__Selected extract__:
__________________________________________________

- Irish: Craobh Sóisearach Iomáint Cheatharlach
- Code: Hurling
- Founded: 1960; 66 years ago
- Region: Carlow (GAA)
- Trophy: Martin Grennan Cup
- No. of teams: 7
- Title holders: Bagenalstown Gaels (1st title)
- Sponsors: JJ Kavanagh and Sons
- Official website: Carlow GAA

= Carlow Junior Hurling Championship =

Annual hurling competition for junior clubs in Carlow

The Carlow Junior Hurling Championship (known for sponsorship reasons as the JJ Kavanagh and Sons Junior Hurling Championship and abbreviated to the Carlow JHC) is an annual hurling competition organised by the Carlow County Board of the Gaelic Athletic Association for the third tier hurling teams in the county of Carlow in Ireland.

In its current format, the Carlow Intermediate Championship begins with a group stage. The six participating club teams play each other in a round-robin system. The four top-ranking teams proceed to the knockout phase that culminates with the final match at Netwatch Cullen Park.

Bagenalstown Gaels are the title holders after defeating Ballinkillen by 1-11 to 0-13 in the 2024 final.

==History==

When Carlow's top tier hurling competition was granted senior status in 1960, a new Junior Hurling Championship was created. This was Carlow's second tier competition until 1984 when it became the third tier competition after the creation of the Intermediate Hurling Championship.

==Format==

=== Group stage ===
Seven clubs start in the group stage. Over the course of the group stage, each team plays once against the others in the group, resulting in each team being guaranteed six group games and one bye round. Two points are awarded for a win, one for a draw and zero for a loss. The teams are ranked in the group stage table by points gained, then scoring difference and then their head-to-head record. The top four teams qualify for the knockout stage.

=== Knockout stage ===

Semi-finals: The top four teams from the group stage contest this round. First place plays fourth place and second place plays third place. The two winners from these two games advance to the final.

Final: The two semi-final winners contest the final. The winning team are declared champions.

=== Promotion ===
At the end of the championship, the winning team is automatically promoted to the Carlow Intermediate Hurling Championship for the following season.

__________________________________________________

__Extracted records__:
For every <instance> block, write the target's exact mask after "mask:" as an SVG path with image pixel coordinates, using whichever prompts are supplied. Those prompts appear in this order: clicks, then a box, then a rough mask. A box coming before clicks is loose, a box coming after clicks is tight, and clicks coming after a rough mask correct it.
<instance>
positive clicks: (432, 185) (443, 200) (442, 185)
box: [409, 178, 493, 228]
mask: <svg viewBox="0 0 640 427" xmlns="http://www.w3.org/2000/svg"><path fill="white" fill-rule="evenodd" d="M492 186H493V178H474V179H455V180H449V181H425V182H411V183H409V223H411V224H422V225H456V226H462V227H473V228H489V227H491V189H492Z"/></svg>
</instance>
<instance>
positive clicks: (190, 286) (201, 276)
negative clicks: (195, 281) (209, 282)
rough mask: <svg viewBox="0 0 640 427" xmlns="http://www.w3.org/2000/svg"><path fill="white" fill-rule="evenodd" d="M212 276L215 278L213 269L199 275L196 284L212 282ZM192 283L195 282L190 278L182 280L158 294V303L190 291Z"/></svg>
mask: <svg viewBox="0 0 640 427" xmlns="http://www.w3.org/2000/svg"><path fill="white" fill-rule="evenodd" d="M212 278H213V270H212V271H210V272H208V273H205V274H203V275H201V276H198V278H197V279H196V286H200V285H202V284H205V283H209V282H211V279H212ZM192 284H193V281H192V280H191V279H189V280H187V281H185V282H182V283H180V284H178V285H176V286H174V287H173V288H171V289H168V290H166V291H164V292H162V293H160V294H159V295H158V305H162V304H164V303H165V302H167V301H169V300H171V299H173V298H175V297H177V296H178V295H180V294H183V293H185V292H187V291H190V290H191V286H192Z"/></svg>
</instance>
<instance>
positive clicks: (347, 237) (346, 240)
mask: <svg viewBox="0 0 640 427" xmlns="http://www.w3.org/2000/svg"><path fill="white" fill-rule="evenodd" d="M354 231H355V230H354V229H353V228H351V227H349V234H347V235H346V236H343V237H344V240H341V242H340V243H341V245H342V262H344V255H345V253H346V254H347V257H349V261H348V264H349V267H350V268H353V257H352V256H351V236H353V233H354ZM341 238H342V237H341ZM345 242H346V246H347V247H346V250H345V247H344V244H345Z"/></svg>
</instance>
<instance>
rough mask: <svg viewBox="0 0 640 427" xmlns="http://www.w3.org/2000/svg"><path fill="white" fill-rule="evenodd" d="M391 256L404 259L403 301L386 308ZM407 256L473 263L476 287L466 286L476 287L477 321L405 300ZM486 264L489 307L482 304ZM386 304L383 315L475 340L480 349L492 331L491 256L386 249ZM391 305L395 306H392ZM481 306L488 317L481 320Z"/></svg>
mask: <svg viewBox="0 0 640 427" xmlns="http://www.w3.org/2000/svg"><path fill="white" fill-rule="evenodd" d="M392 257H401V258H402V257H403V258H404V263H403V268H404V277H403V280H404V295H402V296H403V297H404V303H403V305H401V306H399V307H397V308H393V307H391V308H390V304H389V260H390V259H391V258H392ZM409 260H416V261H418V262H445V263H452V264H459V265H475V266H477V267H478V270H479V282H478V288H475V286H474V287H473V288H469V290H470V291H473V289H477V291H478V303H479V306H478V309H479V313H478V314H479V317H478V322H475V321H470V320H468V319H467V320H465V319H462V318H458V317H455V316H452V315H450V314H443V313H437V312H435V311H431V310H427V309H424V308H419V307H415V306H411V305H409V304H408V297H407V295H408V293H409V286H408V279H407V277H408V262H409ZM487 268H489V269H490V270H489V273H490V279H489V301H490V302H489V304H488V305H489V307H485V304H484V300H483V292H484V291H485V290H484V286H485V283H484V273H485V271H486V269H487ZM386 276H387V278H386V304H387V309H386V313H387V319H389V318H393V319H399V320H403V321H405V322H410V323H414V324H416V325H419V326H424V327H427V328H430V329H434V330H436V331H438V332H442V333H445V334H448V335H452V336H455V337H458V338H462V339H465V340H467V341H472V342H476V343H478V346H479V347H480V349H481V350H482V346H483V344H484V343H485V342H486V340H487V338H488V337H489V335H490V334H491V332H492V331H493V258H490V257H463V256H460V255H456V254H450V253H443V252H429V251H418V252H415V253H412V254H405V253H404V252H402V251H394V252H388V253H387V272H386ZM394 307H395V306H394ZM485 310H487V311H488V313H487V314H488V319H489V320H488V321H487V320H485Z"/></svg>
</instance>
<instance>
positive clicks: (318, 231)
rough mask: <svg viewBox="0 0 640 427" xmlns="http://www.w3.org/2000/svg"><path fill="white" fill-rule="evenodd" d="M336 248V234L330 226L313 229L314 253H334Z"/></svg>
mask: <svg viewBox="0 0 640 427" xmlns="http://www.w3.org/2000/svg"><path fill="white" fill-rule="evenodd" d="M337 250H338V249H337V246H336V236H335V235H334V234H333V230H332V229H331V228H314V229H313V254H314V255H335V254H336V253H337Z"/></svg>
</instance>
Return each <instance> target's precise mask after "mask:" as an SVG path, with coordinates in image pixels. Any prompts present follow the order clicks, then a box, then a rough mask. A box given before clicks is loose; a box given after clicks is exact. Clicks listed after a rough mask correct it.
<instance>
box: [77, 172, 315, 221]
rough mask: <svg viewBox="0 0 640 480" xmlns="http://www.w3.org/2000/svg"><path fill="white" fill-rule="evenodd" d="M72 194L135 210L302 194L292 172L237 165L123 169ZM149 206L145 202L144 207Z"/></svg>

__________________________________________________

__Exercise instructions__:
#1 For the article on the Carlow Junior Hurling Championship, state whether each statement agrees with it, answering yes or no and quoting the words of the article that decide it. (a) The Junior Hurling Championship was created in 1960. (b) A team earns two points for a draw in the group stage. (c) In the semi-finals, the first-place team plays the third-place team.
#2 Carry on the article on the Carlow Junior Hurling Championship from the point where it ends.

__Results of the tasks__:
#1
(a) Yes: "When Carlow's top tier hurling competition was granted senior status in 1960, a new Junior Hurling Championship was created."
(b) No: "Two points are awarded for a win, one for a draw and zero for a loss."
(c) No: "First place plays fourth place and second place plays third place."

#2
== Teams ==

=== 2026 Teams ===
Eight teams are competing in the 2026 Carlow Junior Hurling Championship:

| Team | Location | Colours | Position in 2025 | In championship since | Championship titles | Last championship title |
|---|---|---|---|---|---|---|
| Ballinkillen | Ballinkillen | Blue and gold | Runners-up | 2022 | 6 | 2020 |
| Burren Rangers | Kilbride | Green and white | Shield runners-up | 2025 | 1 | 2024 |
| Carlow Town | Carlow | White and blue | Semi-finals | ? | ? | ? |
| Mount Leinster Rangers | Borris | Black and red | Semi-finals | ? | ? | ? |
| Naomh Bríd | Leighlinbridge | Maroon and white | Shield champions | ? | ? | ? |
| Naomh Eoin | Myshall | Black and amber | N/A | 2026 | ? | ? |
| Setanta | Carlow | Purple, green and gold | Shield semi-finals | 2025 | 0 | — |
| St Mullin's | St Mullin's | Green and white | Shield semi-finals | ? | ? | 2022 |

=== 2024 teams ===

| Club | Location | Colours | Position in 2024 |
|---|---|---|---|
| Ballinkillen | Ballinkillin | Blue and gold | Semi-finals |
| Burren Rangers | Kilbride | White and green | Champions |
| Carlow Town | Carlow | White and blue | Champions (Shield) |
| Mount Leinster Rangers | Borris | Black and red | Runners-up |
| Naomh Bríd | Leighlinbridge | Maroon and white | Runners-up (Shield) |
| Naomh Eoin | Myshall | Black and yellow | Group stage |
| St Mullin's | St Mullin's | Green and white | Semi-finals |

==Qualification for subsequent competitions==
At the end of the championship, the winning team qualify to the subsequent Leinster Junior Club Hurling Championship.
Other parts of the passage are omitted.